++++ Material provided ++++

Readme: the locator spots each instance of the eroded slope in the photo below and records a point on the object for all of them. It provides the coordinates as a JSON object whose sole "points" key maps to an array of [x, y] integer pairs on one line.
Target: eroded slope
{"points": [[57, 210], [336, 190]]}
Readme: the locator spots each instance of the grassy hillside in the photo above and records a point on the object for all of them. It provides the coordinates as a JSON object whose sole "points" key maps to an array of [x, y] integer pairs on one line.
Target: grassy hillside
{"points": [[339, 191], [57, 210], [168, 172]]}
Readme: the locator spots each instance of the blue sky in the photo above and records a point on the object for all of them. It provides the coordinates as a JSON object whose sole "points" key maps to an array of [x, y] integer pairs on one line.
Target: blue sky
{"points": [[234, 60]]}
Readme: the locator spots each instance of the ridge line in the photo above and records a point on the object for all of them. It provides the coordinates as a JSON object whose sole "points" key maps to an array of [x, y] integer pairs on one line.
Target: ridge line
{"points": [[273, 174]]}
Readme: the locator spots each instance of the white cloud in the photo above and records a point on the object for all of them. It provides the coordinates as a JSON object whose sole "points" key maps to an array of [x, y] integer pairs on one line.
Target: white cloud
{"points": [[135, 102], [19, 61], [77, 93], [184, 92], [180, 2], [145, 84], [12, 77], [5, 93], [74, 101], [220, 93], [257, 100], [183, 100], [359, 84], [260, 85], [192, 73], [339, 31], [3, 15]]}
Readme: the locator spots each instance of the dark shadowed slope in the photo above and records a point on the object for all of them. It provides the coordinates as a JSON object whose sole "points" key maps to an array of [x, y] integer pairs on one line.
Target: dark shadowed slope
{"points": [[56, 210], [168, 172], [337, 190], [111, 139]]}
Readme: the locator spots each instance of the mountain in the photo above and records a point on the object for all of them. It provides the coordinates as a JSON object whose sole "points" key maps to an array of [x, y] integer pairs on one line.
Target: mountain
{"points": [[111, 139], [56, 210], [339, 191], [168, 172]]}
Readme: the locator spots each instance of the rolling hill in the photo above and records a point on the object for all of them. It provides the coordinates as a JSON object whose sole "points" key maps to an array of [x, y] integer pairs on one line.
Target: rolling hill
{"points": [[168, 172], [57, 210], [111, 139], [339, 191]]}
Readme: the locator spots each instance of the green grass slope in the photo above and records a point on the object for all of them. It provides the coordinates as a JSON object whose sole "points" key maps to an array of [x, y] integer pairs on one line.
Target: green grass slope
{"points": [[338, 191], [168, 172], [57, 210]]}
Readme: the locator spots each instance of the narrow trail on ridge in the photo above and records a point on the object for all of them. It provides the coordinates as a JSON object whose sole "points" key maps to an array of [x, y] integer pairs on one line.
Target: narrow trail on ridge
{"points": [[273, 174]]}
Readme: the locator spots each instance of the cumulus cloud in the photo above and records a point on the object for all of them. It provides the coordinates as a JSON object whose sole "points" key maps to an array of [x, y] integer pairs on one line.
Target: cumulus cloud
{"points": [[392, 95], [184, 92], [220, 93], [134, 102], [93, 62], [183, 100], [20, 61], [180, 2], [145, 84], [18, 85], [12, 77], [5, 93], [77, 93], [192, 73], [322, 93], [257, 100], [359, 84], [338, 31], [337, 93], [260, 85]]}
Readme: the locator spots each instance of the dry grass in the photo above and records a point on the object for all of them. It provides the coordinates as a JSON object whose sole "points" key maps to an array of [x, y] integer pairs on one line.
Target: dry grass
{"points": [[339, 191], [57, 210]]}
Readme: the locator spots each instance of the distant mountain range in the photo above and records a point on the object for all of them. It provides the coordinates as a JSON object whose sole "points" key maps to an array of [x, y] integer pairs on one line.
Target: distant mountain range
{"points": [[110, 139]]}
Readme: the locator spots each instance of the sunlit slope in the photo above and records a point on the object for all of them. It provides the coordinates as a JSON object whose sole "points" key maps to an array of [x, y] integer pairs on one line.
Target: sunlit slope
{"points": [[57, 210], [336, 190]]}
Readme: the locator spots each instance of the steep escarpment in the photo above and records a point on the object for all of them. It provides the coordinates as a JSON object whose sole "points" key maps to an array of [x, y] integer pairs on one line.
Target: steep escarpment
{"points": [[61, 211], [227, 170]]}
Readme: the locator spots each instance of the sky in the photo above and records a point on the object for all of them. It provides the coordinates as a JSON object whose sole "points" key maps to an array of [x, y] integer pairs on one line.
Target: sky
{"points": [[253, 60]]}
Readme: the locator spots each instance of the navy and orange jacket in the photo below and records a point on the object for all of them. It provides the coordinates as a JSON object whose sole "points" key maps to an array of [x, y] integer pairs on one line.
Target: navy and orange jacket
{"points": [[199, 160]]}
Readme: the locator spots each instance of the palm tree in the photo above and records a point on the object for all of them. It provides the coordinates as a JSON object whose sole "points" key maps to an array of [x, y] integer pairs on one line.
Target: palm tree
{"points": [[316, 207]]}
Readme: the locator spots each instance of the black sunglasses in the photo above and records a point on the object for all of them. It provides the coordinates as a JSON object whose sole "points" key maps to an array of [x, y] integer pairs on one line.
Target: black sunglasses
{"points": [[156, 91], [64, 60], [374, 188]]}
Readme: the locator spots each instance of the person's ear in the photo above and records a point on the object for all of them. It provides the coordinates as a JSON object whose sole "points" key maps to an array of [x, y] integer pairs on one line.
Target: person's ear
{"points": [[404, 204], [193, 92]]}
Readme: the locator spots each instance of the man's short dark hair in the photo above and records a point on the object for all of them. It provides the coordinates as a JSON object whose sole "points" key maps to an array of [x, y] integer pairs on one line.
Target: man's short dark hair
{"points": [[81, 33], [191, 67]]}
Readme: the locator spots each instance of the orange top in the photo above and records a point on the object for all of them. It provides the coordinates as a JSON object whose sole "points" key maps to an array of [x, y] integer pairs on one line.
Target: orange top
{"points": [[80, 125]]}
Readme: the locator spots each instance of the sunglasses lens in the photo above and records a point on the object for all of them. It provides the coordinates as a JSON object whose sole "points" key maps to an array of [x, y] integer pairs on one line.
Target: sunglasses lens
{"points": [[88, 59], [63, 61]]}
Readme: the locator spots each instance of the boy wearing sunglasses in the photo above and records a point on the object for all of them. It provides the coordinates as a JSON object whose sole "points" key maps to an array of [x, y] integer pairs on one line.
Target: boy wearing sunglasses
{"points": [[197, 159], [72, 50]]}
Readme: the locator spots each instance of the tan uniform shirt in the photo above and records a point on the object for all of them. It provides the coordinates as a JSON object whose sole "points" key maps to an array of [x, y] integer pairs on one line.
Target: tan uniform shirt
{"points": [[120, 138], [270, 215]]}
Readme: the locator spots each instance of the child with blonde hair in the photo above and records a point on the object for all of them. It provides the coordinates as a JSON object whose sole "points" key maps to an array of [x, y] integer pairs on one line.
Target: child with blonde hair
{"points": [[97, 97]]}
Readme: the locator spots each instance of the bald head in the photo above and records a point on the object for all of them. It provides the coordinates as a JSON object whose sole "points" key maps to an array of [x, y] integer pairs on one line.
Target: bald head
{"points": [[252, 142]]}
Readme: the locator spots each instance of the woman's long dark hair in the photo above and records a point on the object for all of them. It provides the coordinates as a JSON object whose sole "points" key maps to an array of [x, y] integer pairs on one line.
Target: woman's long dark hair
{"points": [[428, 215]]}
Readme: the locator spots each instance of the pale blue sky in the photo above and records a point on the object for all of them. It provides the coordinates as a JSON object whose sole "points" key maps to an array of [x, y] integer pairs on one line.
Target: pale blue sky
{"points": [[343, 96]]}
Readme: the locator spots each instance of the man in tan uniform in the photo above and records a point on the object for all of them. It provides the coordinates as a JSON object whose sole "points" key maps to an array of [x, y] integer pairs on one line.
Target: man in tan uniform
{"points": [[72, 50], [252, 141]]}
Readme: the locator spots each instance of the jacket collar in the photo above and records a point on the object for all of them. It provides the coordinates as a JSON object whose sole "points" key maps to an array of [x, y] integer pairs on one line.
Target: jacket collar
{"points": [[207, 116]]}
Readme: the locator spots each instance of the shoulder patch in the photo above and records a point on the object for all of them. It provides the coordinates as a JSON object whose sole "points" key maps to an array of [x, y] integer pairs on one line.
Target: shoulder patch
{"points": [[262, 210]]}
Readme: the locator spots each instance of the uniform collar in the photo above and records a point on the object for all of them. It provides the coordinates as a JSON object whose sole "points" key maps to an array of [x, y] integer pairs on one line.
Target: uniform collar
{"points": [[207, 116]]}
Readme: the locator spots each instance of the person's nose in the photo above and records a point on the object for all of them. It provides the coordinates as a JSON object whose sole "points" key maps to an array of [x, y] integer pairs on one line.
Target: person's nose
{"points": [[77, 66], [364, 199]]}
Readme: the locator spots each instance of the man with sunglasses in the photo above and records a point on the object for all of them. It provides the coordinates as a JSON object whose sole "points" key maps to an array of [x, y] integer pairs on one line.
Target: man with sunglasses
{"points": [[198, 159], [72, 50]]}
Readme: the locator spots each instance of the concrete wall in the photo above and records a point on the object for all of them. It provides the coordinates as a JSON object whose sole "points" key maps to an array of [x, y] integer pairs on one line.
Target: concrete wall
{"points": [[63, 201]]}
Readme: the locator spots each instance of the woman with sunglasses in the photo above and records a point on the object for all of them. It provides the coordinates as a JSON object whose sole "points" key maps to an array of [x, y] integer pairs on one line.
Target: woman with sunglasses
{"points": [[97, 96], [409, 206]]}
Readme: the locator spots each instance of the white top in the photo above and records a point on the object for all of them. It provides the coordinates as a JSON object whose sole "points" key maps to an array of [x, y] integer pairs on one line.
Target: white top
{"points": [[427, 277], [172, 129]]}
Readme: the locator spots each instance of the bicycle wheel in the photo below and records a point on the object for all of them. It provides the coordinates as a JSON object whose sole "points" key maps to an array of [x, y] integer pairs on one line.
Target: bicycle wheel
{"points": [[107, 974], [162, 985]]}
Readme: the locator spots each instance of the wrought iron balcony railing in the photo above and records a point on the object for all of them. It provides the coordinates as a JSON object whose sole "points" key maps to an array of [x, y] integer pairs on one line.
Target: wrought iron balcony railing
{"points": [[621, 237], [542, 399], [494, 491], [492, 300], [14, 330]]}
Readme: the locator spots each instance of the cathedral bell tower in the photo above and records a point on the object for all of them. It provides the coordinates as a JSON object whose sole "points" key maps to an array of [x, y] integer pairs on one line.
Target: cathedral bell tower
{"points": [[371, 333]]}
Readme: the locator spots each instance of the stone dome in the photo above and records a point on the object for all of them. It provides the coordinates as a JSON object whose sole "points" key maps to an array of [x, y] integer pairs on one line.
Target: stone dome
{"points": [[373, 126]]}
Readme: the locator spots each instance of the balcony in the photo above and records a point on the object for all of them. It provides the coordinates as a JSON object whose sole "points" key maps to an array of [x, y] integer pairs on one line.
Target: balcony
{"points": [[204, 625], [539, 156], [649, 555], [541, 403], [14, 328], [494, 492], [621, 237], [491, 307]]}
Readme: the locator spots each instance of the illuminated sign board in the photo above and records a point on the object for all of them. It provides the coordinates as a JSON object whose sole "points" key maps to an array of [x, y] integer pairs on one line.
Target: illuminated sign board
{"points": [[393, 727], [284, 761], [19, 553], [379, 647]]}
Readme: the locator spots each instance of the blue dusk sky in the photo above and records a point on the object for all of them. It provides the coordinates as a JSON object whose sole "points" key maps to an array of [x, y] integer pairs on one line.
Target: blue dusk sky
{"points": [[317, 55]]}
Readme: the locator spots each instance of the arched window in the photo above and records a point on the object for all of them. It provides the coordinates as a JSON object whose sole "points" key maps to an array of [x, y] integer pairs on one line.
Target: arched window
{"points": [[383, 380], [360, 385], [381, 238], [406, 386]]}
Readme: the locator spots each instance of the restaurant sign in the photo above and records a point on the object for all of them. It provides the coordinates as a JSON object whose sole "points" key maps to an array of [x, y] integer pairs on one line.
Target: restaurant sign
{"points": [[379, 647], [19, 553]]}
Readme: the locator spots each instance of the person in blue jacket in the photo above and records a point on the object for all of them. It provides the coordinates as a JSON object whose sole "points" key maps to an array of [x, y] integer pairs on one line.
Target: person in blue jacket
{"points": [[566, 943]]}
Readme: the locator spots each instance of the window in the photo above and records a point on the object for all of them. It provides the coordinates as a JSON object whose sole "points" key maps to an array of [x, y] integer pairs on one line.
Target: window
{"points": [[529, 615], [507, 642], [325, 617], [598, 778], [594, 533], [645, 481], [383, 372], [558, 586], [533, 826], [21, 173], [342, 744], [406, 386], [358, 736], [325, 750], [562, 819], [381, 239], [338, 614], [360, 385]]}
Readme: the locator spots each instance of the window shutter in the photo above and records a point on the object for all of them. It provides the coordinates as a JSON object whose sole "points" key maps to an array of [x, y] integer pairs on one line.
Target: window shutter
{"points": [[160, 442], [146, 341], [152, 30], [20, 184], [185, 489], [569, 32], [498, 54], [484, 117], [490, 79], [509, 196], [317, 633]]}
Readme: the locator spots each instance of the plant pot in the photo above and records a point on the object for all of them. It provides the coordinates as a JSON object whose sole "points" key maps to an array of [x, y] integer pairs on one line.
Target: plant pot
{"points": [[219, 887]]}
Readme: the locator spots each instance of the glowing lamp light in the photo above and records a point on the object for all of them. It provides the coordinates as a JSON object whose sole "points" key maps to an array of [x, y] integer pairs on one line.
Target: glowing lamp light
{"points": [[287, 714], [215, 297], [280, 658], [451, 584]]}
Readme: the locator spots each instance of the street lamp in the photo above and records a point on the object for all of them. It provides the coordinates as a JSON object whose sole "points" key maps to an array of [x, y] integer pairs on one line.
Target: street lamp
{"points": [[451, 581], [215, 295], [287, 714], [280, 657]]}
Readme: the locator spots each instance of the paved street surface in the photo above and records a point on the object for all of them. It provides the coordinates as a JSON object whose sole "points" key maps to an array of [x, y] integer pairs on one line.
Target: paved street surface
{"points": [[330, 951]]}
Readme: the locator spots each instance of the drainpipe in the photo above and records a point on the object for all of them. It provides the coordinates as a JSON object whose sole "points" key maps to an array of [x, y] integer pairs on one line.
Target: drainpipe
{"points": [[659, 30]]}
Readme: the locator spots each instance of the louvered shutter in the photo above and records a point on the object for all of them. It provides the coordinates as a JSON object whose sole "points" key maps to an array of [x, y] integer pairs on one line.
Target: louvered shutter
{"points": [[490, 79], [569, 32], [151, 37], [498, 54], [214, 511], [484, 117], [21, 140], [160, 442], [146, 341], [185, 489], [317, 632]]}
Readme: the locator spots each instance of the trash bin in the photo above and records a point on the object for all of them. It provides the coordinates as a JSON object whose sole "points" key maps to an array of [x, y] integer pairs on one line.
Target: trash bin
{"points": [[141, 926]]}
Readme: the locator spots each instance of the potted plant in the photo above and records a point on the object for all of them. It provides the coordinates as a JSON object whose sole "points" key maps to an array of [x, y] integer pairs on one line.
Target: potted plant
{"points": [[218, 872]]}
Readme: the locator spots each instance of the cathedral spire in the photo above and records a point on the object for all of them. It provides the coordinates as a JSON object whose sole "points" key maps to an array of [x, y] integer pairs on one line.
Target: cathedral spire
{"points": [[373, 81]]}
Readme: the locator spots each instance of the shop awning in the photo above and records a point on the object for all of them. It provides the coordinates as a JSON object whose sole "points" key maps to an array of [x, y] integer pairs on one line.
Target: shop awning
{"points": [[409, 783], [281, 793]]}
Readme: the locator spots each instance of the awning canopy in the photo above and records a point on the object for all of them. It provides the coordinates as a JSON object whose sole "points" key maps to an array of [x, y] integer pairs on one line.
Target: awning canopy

++++

• Required action
Whenever a line of the data above includes the word "canopy", copy that line.

• Exercise solution
Readme: the locator spots each instance of the awning canopy in the photo above and records a point on the object for all of them. It provides the coordinates as a JSON object whose sole "points" key maps to an array of [x, y] integer pairs on one line.
Target: awning canopy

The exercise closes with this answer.